Excerpt:
One day two knowledge-makers said to each other: “Let’s play knowledge-makers.” …In the game of knowledge-makers playing at “knowledge-makers”… both [are] concerned with displaying their knowledge-makerhood; the fact that two knowledge-makers decided to play knowledge-makers makes them both acquire rules of behavior. (I must always be a knowledge-maker in relation to the other knowledge-maker in the whole play situation.) Only actions that fit these rules are acceptable…. What passes unnoticed… in real life becomes a rule of behavior in play. (Vygotsky 2002 : n.pag., words in italics are my substitutes.)
If you are a research-active academic or practitioner, and you have ever had to justify or overtly consider the way in which your work contributes to knowledge, I ask you to imagine yourself for a moment, immersed in such a game. Which rules might be revealed in such a role play? And which aspects of the role of the imagination in knowledge production? Could you play this game? How would you play it? Or else, who might you imagine from within your own circle of peers who would play it ‘well’? Further, what might such freeplay show us about the way a researcher’s needs, inclination, incentives and motives influence and contribute to their attempts to contribute to and form the kind of ‘thing’ that passes as or is likely to be accepted as a new contribution to knowledge?
As I am particularly interested in creative practice as knowledge (and incidentally as partial-knowledge or non-knowledge), here is another version of the substitution game I would like to consider in relation to Vygotsky’s essay:
One day two creative-practice academics… said to each other: “Let’s play creative-practice academics.” …In the game of creative-practice-academics playing at “creative-practice-academics”… both [are] concerned with displaying their creative-practitioner-hood… (Vygotsky 2002 : n.pag., words in italics are my substitutes.)
Again, I ask you to imagine yourself for a moment, immersed in such a game. How is this game different to the other one, in which you (or someone you know) are playing knowledge maker(s)? What are the rules of the game for creative-practice academics playing creative practice academics? What is it that creative practice academics might emphasise among and between themselves that differentiates them from knowledge makers? Should they/(we) differentiate themselves/(ourselves) in this way? And could an ordinary knowledge maker also do it? (Or vice-versa?)
In fact, one of the key reasons that my first game of substitution—swapping knowledge makers for sisters—with Vygotsky’s original essay becomes so quickly parodic is that it is difficult, if not impossible, for us to imagine what a knowledge maker might even look like. Who would dare identify themselves at all as a knowledge maker in so many words? Suppose a couple of people did. Would we picture the two of them as senior white males, for example? Would we put them in lab coats that mark them as scientists? Are those the rules?

Data lines:
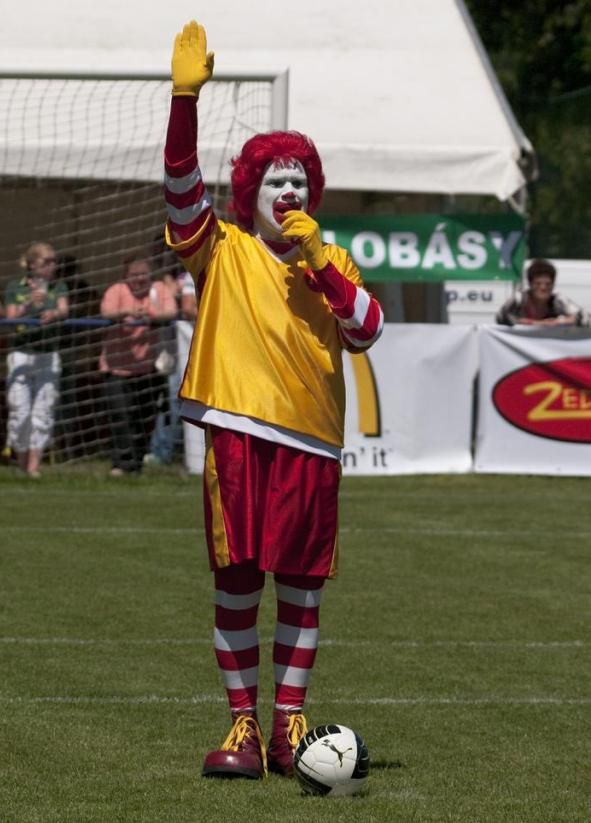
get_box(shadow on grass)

Task set:
a: Quote the Vygotsky game excerpt word for word, from "Again, I ask" up to and including "it? (Or vice-versa?)".
b: In the Vygotsky game excerpt, what things about a researcher does the author ask whether freeplay might show influencing their attempts to contribute to knowledge? List every one.

Exercise responses:
a:
Again, I ask you to imagine yourself for a moment, immersed in such a game. How is this game different to the other one, in which you (or someone you know) are playing knowledge maker(s)? What are the rules of the game for creative-practice academics playing creative practice academics? What is it that creative practice academics might emphasise among and between themselves that differentiates them from knowledge makers? Should they/(we) differentiate themselves/(ourselves) in this way? And could an ordinary knowledge maker also do it? (Or vice-versa?)

b:
- needs
- inclination
- incentives
- motives